Supplied records Start Marker

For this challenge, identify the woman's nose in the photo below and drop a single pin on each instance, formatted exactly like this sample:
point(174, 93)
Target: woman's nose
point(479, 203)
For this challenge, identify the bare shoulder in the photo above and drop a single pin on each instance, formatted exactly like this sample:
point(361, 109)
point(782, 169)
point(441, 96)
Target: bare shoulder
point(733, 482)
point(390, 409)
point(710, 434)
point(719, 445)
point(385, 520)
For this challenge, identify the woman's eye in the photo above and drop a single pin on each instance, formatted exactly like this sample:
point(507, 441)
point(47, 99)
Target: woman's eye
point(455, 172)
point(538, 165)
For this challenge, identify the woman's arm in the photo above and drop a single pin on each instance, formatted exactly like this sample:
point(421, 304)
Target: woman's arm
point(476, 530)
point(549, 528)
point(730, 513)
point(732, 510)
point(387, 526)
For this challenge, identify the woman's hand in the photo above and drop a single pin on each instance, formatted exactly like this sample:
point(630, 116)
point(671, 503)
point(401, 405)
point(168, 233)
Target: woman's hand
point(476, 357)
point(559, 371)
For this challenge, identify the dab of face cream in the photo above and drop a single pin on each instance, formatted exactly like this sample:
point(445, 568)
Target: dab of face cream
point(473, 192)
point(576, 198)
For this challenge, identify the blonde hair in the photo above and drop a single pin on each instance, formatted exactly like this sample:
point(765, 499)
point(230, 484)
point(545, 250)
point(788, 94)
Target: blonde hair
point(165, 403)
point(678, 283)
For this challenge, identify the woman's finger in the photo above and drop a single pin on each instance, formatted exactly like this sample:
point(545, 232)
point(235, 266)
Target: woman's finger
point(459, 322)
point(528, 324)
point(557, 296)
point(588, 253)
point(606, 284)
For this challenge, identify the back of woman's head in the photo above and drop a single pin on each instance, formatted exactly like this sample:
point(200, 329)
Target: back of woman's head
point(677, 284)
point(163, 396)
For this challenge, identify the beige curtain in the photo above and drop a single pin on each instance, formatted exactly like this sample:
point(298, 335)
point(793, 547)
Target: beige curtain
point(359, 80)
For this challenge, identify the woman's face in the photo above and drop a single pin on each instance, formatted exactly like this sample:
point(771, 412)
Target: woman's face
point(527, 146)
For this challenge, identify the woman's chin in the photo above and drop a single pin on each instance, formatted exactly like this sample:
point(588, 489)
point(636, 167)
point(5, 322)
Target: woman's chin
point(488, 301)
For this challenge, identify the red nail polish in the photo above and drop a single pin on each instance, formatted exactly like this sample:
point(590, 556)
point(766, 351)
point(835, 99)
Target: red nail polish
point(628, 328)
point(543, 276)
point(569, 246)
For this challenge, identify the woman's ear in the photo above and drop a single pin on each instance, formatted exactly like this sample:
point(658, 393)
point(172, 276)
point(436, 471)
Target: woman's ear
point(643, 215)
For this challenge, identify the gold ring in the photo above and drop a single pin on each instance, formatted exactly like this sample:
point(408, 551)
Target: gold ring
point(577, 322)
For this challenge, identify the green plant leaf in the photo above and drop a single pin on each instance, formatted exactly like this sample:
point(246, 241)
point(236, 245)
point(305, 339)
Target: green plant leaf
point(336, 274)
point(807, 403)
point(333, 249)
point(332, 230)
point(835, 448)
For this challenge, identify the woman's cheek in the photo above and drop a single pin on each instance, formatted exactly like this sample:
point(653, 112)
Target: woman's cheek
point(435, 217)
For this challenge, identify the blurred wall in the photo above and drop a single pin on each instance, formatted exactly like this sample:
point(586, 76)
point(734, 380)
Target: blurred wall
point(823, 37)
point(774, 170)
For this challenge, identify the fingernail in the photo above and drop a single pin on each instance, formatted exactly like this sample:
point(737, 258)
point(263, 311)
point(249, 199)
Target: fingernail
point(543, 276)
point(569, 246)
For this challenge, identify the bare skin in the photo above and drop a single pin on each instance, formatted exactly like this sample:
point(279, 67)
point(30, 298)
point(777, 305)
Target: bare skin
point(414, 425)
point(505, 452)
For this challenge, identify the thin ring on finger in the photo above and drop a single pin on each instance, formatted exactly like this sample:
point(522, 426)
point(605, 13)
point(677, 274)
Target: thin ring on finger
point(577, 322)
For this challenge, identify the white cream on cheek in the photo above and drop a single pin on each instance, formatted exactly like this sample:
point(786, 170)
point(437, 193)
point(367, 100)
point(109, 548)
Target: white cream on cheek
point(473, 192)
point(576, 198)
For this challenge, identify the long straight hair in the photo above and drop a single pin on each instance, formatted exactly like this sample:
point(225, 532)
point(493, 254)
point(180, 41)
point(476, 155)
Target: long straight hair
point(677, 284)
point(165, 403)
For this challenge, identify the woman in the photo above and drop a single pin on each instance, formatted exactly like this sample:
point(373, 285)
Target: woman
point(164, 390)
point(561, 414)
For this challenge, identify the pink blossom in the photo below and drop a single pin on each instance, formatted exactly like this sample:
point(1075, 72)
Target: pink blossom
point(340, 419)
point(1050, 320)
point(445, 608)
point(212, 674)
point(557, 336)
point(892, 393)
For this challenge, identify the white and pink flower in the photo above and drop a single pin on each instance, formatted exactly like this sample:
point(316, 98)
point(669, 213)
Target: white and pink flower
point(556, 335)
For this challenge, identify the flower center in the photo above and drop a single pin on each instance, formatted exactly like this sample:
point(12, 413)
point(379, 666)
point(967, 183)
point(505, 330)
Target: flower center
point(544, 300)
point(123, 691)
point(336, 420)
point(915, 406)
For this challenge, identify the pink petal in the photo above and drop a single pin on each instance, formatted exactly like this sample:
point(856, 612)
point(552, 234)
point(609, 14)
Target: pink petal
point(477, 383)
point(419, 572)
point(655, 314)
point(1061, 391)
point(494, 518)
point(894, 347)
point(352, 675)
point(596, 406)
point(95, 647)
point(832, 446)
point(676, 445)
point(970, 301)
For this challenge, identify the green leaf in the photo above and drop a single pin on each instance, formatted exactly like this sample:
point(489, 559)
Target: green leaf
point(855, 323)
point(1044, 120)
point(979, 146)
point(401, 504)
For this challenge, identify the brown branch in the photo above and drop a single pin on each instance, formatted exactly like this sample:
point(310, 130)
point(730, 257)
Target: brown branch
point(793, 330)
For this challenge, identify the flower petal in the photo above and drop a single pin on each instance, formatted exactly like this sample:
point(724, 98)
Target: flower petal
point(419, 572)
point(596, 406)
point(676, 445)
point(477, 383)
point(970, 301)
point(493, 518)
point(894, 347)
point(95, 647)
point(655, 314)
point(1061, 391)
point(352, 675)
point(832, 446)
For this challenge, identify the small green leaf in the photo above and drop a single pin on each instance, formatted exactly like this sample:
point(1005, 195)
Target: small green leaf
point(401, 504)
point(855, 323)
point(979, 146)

Supplied records End Marker

(Task item) Return, from the entries, each line that holds "below".

(Response to this exercise)
For this challenge, identify the woman's nose in the photo below and drop a single pin on each instance, formatted exactly like this sample:
For this challenge, identify the pink blossom in the photo below and drop a single pin on each instance, formatted exactly like this sample:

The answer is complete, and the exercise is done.